- What to do -
Rewrite the material from its start through the line containing "317 87 L 307", swapping "tinted window" for "car window" and leaving everything else as it is.

----- Dataset records -----

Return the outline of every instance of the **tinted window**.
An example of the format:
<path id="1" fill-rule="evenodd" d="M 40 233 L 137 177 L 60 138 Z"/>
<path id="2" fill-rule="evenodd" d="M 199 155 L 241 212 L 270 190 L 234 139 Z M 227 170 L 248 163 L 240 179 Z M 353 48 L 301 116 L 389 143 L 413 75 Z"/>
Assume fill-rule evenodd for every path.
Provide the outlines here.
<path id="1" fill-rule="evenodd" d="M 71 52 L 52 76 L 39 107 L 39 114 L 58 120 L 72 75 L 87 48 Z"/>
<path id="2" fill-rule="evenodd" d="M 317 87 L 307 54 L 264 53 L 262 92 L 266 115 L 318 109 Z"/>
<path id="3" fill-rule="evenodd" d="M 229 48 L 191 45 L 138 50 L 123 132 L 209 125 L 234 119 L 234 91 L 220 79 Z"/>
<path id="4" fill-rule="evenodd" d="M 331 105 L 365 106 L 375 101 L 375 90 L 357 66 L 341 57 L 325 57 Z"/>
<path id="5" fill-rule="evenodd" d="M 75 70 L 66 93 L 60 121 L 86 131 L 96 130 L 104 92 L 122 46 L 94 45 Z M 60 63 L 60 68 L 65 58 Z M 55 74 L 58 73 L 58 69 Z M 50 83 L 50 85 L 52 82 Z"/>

-----

- Reply -
Return the outline of every instance of the **car window**.
An example of the format:
<path id="1" fill-rule="evenodd" d="M 40 233 L 137 177 L 60 138 Z"/>
<path id="2" fill-rule="evenodd" d="M 199 155 L 241 212 L 270 190 L 234 139 Z M 227 170 L 248 163 L 240 179 Z M 353 48 L 301 116 L 389 143 L 413 75 Z"/>
Assume fill-rule evenodd for every path.
Provide the outlines here.
<path id="1" fill-rule="evenodd" d="M 71 52 L 52 76 L 39 107 L 39 114 L 58 120 L 72 75 L 87 48 Z"/>
<path id="2" fill-rule="evenodd" d="M 317 87 L 307 54 L 264 53 L 262 92 L 266 115 L 318 109 Z"/>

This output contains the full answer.